-- START OF Records for processing --
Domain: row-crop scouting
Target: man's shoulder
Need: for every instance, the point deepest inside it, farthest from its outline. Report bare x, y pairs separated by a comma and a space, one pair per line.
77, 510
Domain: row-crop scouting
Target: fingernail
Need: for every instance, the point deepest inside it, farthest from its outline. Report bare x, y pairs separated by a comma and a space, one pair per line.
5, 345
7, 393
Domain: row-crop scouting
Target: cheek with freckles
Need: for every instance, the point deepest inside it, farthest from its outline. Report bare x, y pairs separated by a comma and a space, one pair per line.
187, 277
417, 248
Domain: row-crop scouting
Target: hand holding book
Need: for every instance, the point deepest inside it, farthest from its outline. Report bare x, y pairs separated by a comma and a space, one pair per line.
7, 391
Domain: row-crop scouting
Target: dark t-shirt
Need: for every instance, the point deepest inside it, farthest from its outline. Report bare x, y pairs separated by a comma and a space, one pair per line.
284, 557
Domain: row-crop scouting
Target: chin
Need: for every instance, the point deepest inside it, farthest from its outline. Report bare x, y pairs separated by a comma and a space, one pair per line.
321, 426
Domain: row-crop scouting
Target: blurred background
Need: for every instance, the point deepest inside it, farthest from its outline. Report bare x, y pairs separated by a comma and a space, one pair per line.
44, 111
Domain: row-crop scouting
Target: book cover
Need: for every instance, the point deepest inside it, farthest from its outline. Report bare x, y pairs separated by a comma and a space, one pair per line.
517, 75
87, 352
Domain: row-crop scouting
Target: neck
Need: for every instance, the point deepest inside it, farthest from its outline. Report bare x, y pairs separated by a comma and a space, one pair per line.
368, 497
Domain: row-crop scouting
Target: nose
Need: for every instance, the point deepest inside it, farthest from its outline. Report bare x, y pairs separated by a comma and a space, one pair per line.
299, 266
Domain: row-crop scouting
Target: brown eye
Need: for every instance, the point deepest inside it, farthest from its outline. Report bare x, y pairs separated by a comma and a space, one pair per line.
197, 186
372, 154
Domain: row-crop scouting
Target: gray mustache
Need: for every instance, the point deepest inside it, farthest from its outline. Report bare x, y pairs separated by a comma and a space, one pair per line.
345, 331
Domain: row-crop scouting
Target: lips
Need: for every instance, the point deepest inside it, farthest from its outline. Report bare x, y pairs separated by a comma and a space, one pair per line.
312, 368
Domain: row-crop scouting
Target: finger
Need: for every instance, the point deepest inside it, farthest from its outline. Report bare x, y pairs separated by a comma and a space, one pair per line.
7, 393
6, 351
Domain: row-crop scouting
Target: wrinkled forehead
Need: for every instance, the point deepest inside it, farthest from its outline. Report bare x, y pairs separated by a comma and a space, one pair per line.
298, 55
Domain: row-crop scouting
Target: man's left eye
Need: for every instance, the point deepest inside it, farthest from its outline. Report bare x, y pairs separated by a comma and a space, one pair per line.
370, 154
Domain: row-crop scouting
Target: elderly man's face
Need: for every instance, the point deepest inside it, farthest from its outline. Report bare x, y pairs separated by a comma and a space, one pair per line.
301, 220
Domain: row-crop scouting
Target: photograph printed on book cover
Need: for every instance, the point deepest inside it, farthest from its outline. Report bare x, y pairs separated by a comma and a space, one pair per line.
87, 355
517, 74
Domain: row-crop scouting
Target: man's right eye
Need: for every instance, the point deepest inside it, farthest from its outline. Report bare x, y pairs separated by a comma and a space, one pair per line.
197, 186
-- END OF Records for processing --
Filter the listing above, keeping only the lines that contain the string "book". Treat the match as case-sensitive.

Target: hand holding book
Target: book cover
Target: photograph printed on book cover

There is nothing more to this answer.